━━ Excerpted records
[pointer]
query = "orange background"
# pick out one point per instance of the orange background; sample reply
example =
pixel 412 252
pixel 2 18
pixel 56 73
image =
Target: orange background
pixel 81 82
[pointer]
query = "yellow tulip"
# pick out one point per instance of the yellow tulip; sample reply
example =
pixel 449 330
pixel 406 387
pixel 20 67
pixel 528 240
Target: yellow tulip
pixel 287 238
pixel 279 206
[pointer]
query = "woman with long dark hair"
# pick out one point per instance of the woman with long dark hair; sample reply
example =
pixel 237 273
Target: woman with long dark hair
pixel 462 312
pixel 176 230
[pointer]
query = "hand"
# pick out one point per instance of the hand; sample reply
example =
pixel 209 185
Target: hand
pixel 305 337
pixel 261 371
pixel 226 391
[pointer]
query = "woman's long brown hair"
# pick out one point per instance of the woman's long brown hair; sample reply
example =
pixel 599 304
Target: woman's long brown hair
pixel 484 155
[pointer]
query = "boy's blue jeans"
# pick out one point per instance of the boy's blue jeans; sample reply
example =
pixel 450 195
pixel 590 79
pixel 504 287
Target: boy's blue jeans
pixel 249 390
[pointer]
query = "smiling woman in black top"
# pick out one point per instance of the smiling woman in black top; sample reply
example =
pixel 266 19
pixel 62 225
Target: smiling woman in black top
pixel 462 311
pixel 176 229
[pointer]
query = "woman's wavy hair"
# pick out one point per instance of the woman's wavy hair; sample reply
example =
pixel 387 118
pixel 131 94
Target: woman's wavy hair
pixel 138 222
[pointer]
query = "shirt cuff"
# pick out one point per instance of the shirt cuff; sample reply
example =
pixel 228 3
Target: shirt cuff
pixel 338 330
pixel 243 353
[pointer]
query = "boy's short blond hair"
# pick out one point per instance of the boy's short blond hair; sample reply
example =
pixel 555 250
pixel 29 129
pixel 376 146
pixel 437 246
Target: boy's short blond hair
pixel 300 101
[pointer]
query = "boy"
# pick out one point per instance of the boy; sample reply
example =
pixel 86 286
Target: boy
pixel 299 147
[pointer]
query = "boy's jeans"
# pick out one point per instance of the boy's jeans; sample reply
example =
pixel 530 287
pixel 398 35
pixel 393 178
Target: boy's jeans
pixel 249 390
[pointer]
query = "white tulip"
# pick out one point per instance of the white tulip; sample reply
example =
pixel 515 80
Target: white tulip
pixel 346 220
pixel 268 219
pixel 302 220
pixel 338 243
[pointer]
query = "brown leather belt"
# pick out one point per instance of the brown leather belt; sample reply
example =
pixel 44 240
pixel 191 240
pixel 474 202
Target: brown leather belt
━━━━
Output exactly the line containing "Target: boy's jeans" together with every line after it, ending at the final line of the entries.

> Problem solution
Target: boy's jeans
pixel 249 390
[pointer]
query = "white tulip"
# pick out one point per instance of the white tulip; sample reply
example =
pixel 515 80
Target: white tulip
pixel 346 220
pixel 268 219
pixel 302 220
pixel 338 243
[pointer]
query = "brown leather belt"
# pick out one point per instance of the brown leather belt; sample reply
example =
pixel 44 240
pixel 191 240
pixel 474 202
Target: brown leather belt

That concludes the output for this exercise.